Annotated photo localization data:
□ □ □ □ □ □ □

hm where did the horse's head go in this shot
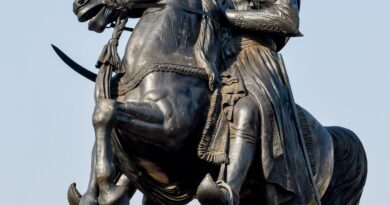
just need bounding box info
[73,0,119,33]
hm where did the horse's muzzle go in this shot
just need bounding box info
[73,0,105,22]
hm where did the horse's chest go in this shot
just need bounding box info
[123,7,200,68]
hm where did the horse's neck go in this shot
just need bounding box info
[117,0,208,94]
[156,0,202,10]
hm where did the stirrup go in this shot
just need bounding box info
[197,174,234,205]
[216,180,234,203]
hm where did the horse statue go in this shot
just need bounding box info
[53,0,367,204]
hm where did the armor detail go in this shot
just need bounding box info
[225,3,301,36]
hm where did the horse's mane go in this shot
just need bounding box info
[194,0,221,90]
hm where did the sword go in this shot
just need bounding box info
[51,44,97,82]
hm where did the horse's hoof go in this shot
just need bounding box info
[98,185,129,205]
[80,191,98,205]
[68,183,81,205]
[196,174,235,205]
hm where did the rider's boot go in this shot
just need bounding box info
[198,97,258,205]
[197,132,257,205]
[225,136,257,205]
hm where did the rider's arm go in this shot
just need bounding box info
[224,0,302,36]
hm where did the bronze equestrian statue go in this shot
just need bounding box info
[53,0,367,204]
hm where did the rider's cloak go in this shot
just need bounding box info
[198,35,315,204]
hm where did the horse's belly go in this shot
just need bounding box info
[114,132,213,204]
[117,133,212,189]
[130,146,208,185]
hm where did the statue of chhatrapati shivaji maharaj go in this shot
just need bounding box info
[53,0,367,204]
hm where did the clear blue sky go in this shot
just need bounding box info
[0,1,389,204]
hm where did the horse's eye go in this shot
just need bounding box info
[75,0,88,7]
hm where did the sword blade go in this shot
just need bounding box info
[51,44,97,82]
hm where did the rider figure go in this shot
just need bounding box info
[198,0,316,204]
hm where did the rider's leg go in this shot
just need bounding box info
[197,96,259,205]
[226,96,259,201]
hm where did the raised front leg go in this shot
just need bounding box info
[80,143,99,205]
[77,142,136,205]
[92,96,191,204]
[93,72,209,204]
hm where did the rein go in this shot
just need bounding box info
[127,2,214,18]
[95,14,128,100]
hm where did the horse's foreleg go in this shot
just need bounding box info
[92,97,189,203]
[79,142,135,205]
[96,97,189,151]
[79,143,99,205]
[92,99,131,205]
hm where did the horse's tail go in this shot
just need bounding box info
[322,126,367,205]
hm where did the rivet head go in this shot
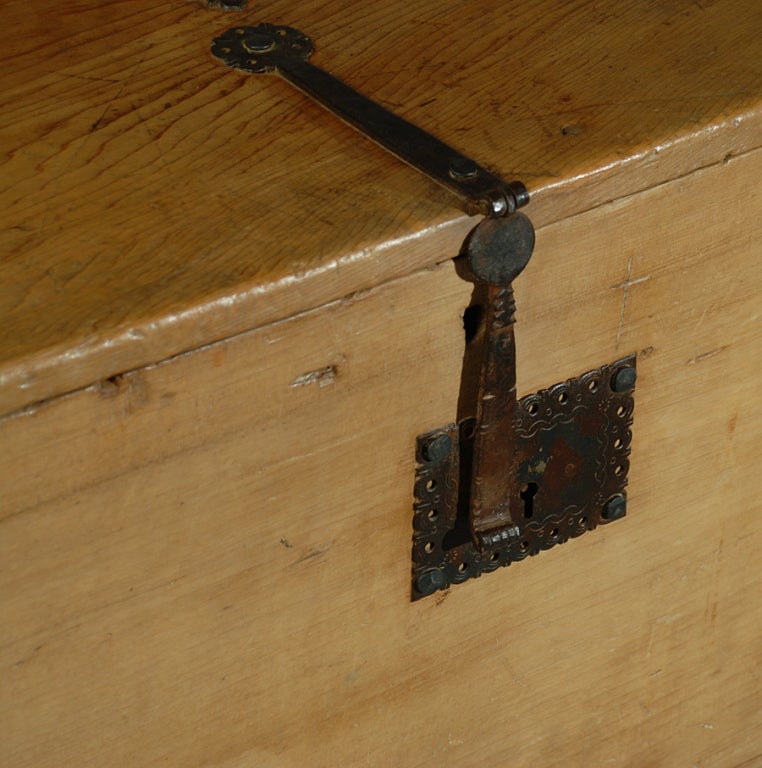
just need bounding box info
[415,568,447,595]
[611,366,637,393]
[422,433,452,463]
[449,157,478,180]
[243,32,275,52]
[603,495,627,521]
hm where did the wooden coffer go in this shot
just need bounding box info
[2,2,760,766]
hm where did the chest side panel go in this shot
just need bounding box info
[1,149,760,767]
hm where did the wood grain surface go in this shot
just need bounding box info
[1,0,761,414]
[2,146,760,767]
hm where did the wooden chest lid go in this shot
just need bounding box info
[2,0,761,415]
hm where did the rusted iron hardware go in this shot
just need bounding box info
[412,215,635,600]
[413,356,636,599]
[211,24,528,217]
[211,24,637,600]
[203,0,247,10]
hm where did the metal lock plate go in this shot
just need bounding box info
[412,356,635,599]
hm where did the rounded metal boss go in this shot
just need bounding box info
[463,212,535,286]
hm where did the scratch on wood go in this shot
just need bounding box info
[646,623,656,659]
[344,668,360,685]
[611,257,651,349]
[687,345,730,365]
[290,542,334,568]
[59,73,122,84]
[730,753,762,768]
[615,266,629,350]
[290,365,337,389]
[90,80,128,132]
[705,532,724,628]
[12,643,44,668]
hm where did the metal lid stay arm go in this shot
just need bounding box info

□ □ □ □ □ □ □

Lines that include the word "metal" are to be extracted from the data above.

> [EXERCISE SOLUTION]
hm where did the metal lock plate go in this shot
hm where did the rounded metal boss go in this shot
hm where did the metal lid stay arm go in this shot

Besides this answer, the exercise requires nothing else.